──────── Given records ────────

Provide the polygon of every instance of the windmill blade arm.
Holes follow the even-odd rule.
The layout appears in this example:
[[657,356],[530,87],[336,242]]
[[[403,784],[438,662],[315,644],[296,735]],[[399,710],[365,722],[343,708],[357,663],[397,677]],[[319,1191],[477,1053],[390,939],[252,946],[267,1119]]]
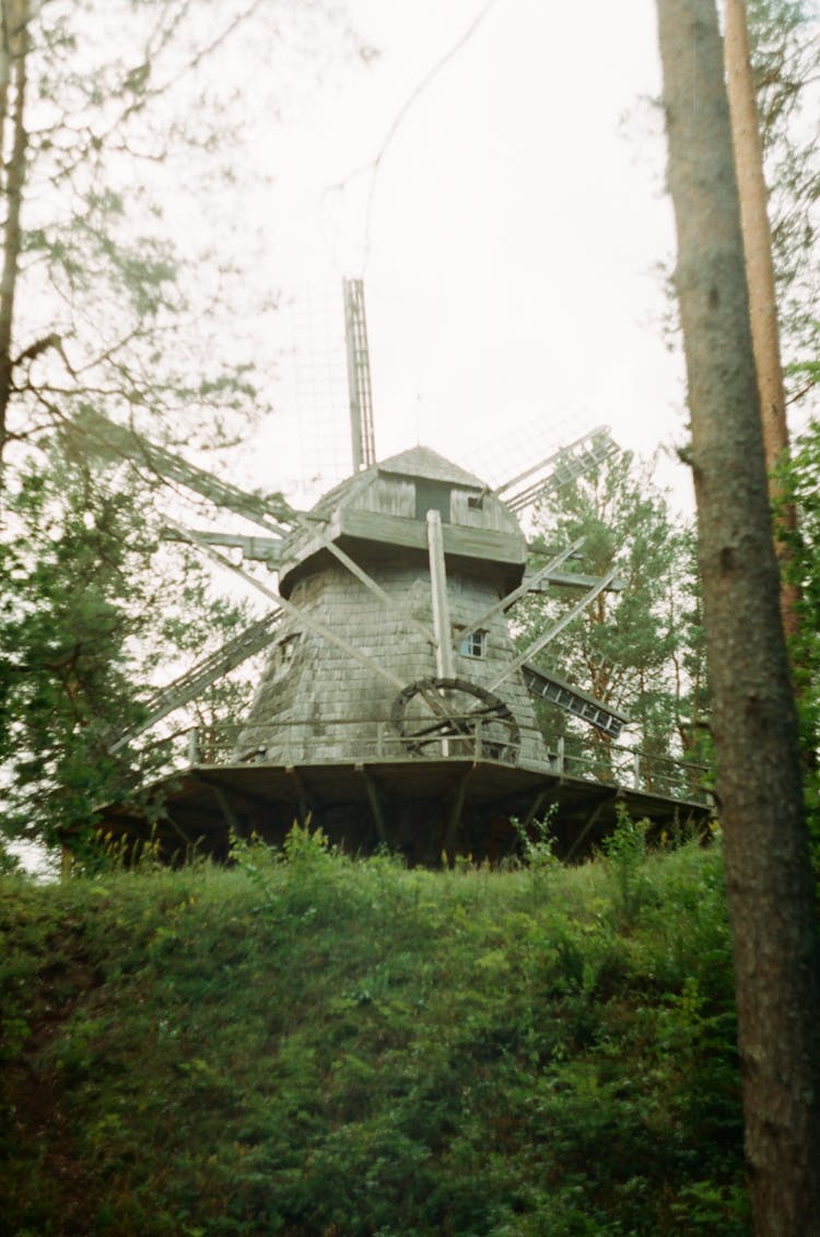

────────

> Directions for this task
Rewrite the lines from the start of the records up to and including the line with "[[657,356],[530,87],[336,242]]", replacing "polygon" with "outline" and leaving everything else unchanged. Give only those lines.

> Answer to this exercise
Provide the outline of every instance of the windmill blade arm.
Holes follow the even-odd rule.
The layout appears in this example:
[[657,356],[530,87],[336,242]]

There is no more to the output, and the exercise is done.